Ich habe mich schon immer gefragt, warum einzelne Solos erfolgreich werden und die Phase des Nobody-Solos verlassen und andere Solos sehr lange in der ersten Phase des Nobody-Solos verharren. Schließlich verfügen die meisten Solos in unserer Szene über eine sehr ähnliche akademische Ausbildung – Wirtschafts- und / oder Sozialwissenschaften – und haben eine sich gleichende berufliche Sozialisation hinter sich, eine Tätigkeit in einer betrieblichen Weiterbildungs- und PE-Abteilung.

Insofern darfvermutet werden, dass die Persönlichkeit eines Solos die entscheidende Größe ist, die mehr als andere Parameter erfolgreiche von erfolglosen Solos unterscheidet.

Vorab eine begriffliche Klärung der Ergebnisgröße »Erfolg« bei einem Solo. Für die Beurteilung reichen drei Erfolgskategorien, nämlich

• Höhe des finanziellen Ergebnisses;

• Aufbau einer Anbieterautorität als potentieller zukünftiger Umsatz;

• Erfüllungsgrad der Erwartungen an subjektive Lebensqualität.

Aufgabe 1:
Welche akademische Ausbildung haben laut dem Dokumenttext die meisten Solos in der Szene?
Aufgabe 2:
Zähle alle Kategorien auf, die der Dokumenttext für die Beurteilung von Erfolg bei einem Solo nennt.

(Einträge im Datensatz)
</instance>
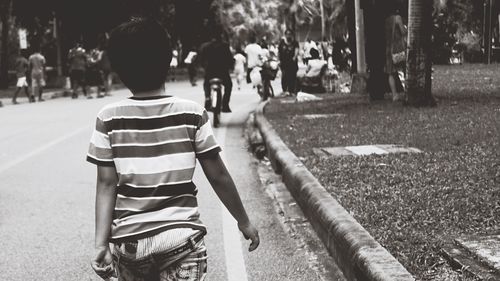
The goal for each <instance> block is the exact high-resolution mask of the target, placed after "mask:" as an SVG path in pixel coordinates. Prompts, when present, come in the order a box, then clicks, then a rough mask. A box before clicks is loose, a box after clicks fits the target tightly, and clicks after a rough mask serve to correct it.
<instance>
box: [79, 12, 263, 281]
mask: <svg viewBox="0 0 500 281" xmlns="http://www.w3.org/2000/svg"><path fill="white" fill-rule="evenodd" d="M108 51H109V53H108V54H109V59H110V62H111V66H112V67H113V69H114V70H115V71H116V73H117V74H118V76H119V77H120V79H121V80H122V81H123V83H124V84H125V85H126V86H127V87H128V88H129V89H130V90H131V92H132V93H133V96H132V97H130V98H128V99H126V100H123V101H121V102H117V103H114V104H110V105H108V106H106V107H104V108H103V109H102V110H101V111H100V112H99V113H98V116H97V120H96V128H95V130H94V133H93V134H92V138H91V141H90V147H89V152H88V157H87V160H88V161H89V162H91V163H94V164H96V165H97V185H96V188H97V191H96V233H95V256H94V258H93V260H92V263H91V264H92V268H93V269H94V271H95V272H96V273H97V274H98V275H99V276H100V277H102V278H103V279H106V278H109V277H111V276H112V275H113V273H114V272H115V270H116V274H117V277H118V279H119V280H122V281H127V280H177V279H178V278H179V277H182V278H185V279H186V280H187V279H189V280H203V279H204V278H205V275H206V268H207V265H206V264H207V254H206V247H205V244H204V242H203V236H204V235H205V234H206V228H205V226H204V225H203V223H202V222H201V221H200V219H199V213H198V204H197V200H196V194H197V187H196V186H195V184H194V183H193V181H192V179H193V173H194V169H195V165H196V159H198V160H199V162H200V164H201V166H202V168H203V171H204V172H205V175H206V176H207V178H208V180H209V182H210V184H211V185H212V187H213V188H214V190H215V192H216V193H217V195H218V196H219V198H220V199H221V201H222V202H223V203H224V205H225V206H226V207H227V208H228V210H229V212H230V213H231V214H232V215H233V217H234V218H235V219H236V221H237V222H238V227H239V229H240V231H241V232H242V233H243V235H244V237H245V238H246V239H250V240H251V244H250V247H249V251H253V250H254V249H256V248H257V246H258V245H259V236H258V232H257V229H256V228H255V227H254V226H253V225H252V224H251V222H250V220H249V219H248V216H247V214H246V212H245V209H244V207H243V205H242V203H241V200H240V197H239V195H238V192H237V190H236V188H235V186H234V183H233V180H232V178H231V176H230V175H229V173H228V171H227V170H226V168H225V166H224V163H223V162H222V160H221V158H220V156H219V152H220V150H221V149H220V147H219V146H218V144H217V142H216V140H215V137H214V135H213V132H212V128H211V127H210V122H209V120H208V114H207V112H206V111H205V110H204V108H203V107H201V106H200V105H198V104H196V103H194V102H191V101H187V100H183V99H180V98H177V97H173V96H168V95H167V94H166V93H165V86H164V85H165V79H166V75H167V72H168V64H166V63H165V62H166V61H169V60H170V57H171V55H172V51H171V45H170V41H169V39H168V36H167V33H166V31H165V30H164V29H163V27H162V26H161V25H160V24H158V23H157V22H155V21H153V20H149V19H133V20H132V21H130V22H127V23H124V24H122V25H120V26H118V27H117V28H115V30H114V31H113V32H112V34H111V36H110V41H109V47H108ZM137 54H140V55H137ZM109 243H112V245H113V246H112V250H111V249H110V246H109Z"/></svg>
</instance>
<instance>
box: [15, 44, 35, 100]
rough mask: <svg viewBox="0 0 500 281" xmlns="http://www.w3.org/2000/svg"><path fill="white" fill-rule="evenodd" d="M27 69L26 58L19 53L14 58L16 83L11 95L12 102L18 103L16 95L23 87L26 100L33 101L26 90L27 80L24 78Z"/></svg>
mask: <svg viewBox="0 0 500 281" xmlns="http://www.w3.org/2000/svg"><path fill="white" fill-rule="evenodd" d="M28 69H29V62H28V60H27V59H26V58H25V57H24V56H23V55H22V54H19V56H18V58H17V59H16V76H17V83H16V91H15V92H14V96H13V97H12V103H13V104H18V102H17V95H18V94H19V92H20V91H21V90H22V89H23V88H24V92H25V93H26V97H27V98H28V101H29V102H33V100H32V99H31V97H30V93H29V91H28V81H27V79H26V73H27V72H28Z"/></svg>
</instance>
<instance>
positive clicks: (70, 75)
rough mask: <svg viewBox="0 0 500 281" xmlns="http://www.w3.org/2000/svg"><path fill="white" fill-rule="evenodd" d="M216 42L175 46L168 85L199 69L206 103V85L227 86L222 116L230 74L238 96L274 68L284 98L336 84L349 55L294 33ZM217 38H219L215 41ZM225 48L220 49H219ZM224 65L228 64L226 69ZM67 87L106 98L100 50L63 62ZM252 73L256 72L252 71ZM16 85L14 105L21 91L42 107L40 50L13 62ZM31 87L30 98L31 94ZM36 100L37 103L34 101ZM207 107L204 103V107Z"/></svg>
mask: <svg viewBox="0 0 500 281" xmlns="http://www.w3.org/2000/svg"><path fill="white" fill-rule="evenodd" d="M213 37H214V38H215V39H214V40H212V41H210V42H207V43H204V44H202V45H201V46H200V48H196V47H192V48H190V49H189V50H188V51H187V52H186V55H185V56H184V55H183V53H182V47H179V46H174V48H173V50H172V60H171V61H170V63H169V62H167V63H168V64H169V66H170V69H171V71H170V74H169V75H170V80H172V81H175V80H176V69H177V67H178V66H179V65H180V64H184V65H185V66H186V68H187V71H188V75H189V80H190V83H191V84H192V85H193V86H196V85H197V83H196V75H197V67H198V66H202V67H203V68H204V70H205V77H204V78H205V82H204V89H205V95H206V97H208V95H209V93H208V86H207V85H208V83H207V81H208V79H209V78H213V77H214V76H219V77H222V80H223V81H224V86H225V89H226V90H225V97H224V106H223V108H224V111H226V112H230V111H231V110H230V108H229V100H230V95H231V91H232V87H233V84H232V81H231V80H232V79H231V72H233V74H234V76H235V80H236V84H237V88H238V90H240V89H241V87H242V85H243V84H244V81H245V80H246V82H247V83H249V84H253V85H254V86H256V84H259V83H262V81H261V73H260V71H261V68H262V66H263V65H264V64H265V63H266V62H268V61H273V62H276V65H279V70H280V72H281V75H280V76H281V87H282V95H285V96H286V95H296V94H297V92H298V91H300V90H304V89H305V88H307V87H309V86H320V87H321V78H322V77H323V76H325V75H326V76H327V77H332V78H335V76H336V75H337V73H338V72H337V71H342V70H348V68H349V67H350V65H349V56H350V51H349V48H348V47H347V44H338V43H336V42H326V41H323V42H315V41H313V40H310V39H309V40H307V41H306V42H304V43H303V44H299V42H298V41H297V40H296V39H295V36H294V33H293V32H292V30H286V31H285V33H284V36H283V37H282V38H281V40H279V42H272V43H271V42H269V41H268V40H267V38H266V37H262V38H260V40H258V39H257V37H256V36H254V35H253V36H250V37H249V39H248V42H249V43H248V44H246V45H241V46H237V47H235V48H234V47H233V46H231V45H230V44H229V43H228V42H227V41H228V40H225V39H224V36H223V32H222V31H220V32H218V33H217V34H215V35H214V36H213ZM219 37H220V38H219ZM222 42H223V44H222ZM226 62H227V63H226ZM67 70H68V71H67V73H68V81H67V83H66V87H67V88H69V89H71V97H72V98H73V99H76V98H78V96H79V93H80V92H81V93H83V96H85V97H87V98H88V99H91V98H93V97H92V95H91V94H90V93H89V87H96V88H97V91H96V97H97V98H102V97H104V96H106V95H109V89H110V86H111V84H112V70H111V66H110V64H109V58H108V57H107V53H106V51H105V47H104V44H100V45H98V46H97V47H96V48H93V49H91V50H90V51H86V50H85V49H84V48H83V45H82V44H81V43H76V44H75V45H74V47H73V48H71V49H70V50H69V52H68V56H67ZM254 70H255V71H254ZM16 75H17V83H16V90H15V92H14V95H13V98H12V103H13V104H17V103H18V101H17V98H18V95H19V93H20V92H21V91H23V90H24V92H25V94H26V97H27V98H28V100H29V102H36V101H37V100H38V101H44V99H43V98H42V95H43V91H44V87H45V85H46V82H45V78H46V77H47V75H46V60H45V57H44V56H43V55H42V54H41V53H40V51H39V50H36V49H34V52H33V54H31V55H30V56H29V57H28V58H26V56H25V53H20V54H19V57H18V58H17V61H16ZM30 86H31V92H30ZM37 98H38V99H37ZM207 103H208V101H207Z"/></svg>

Lösung 1:
Eine Ausbildung in Wirtschafts- und/oder Sozialwissenschaften.

Lösung 2:
• Höhe des finanziellen Ergebnisses
• Aufbau einer Anbieterautorität als potentieller zukünftiger Umsatz
• Erfüllungsgrad der Erwartungen an subjektive Lebensqualität